== PROVIDED MATERIAL ==

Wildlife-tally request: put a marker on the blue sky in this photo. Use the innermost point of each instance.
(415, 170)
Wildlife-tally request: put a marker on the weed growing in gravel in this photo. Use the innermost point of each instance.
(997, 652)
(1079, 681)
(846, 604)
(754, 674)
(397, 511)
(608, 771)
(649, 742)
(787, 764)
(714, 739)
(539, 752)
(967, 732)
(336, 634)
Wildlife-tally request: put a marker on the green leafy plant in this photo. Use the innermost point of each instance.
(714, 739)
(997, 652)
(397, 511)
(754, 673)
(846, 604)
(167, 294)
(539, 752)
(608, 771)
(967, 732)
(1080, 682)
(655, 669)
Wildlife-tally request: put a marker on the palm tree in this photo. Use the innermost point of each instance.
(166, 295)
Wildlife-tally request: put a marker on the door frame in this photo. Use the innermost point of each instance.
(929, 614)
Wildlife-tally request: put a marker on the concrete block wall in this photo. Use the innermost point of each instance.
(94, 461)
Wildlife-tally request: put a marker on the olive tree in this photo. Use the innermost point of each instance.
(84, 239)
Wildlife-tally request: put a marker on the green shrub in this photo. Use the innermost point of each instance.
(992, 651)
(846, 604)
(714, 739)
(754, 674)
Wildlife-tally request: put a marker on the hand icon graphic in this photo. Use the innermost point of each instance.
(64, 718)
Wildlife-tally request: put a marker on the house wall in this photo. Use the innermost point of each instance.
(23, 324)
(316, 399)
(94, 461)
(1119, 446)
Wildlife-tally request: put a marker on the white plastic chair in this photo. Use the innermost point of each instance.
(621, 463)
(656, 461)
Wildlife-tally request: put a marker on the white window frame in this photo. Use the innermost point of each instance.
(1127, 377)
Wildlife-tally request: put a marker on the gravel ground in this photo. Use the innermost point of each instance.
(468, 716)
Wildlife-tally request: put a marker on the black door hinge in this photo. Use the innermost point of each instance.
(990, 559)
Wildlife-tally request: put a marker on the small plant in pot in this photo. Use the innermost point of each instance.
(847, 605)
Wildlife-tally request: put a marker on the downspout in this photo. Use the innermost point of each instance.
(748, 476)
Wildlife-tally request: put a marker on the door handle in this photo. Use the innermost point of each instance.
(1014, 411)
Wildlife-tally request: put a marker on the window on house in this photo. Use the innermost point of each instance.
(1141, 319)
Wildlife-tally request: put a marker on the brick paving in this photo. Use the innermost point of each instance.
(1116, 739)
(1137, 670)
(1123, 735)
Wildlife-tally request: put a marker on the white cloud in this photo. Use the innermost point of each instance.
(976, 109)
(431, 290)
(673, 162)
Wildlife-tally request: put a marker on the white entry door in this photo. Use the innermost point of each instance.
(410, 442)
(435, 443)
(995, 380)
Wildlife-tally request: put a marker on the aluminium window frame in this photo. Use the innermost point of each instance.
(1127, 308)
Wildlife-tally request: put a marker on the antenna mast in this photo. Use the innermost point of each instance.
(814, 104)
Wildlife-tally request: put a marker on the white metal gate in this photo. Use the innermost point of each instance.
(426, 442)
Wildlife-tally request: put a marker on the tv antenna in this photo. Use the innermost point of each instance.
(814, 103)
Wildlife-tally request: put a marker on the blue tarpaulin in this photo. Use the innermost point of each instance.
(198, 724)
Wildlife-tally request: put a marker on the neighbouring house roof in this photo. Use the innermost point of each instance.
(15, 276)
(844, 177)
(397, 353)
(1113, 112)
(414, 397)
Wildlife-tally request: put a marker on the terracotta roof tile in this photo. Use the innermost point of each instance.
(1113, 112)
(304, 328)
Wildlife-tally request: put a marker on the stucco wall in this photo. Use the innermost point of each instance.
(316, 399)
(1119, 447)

===

ASSIGNMENT — The full set of entries should be copied out exactly as given.

RESULT OF THIS EXERCISE —
Wildlife-tally request: put a marker on the blue sky in this photo. Use the innermost point of each instance.
(415, 170)
Wildlife-tally request: put a marker on the weed growing in gravel in this photo. Use the innermost point of each instance.
(997, 652)
(1079, 681)
(846, 604)
(754, 674)
(397, 511)
(608, 771)
(649, 742)
(787, 764)
(714, 739)
(539, 752)
(967, 732)
(336, 634)
Wildlife-tally request: put a marker on the green leafy plant in this photo. Use the innermost point of each instance.
(714, 739)
(997, 652)
(397, 511)
(754, 673)
(846, 604)
(167, 294)
(539, 752)
(608, 771)
(967, 732)
(1080, 682)
(655, 669)
Wildlife-tally request: put a marker on the palm tree in this photo. Use the innermost point of each instance.
(166, 295)
Wildlife-tally request: put a marker on the door frame in this photo. Use the innermost point of each instance.
(929, 614)
Wildlife-tally request: put a marker on the concrete block wall in this photo. Use the innermost point of each instance.
(94, 461)
Wildlife-tally request: put a marker on the olive tree in this photo. Use the innermost point of each instance.
(84, 239)
Wildlife-tally request: put a marker on the green shrub in this photo. Use the innermost point of each instance.
(992, 651)
(846, 604)
(714, 739)
(754, 674)
Wildlife-tally request: put a marker on the hand icon graphic in this photo. Use the innermost point of each instance.
(64, 718)
Wildlife-tally request: put a marker on the house wall in this photo. Use the innermost point of each instance.
(23, 324)
(316, 399)
(94, 461)
(1119, 446)
Wildlife-tally request: put a marker on the white plastic chair in this photo. Use the innermost point of each instance.
(621, 463)
(656, 461)
Wildlife-tally request: put a marker on the white window frame in this photo. Use the innermost point of each instance.
(1127, 377)
Wildlife-tally request: put a marker on the gravel ground in this photo. Use the innermost point of each instance.
(468, 716)
Wildlife-tally request: put a marker on the black door hinge in this photo. Use the innermost point of each instance.
(990, 559)
Wildlife-tally request: put a marker on the small plant in pot in this photo. Use the innermost point of each instance.
(847, 605)
Wildlife-tally request: put a marker on the downspout in this photo. Use the innermost point of each instance.
(748, 476)
Wildlife-tally request: put a marker on the door handle in this photo. Use the innermost point of each instance.
(1014, 411)
Wildlife-tally request: put a marker on the window on house in this photo. Use the innermost point of each instance.
(1141, 319)
Wildlife-tally request: put a marker on the brick paving in this photo. Use the innermost point of each instance.
(1116, 739)
(1137, 670)
(1123, 735)
Wildlife-tally request: put a marker on the white cloud in this photo. Use the innermost point of each instance.
(976, 109)
(431, 290)
(673, 162)
Wildlife-tally request: put a marker on the white entry door in this photo. Use the innermost point of each instance.
(410, 442)
(435, 443)
(995, 380)
Wildlife-tally request: put a marker on the aluminium window frame in this photo. Use the innermost point of each instance.
(1127, 308)
Wildlife-tally request: put a marker on the antenna mast in this photo. Use the innermost point of each instance.
(814, 104)
Wildlife-tally request: put a marker on the white metal gate in this photo. Use the innermost point of each instance.
(426, 442)
Wildlife-tally request: put a marker on the tv antenna in this photo. Use the innermost point of each instance.
(814, 103)
Wildlife-tally request: put a marker on the blue tarpaulin in this photo. Use the innermost point of each instance.
(198, 724)
Wildlife-tally request: put a marker on the neighbouring house roof in this photo. Use the innermost point of each instance.
(15, 276)
(844, 177)
(397, 353)
(1113, 112)
(414, 397)
Wildlife-tally request: put a marker on the terracotta roof tile in this photo. Use the innermost point of each instance.
(1113, 112)
(304, 328)
Wildlife-tally request: put a marker on the stucco wall in this photo. Use the innermost point of each instance.
(316, 399)
(1119, 447)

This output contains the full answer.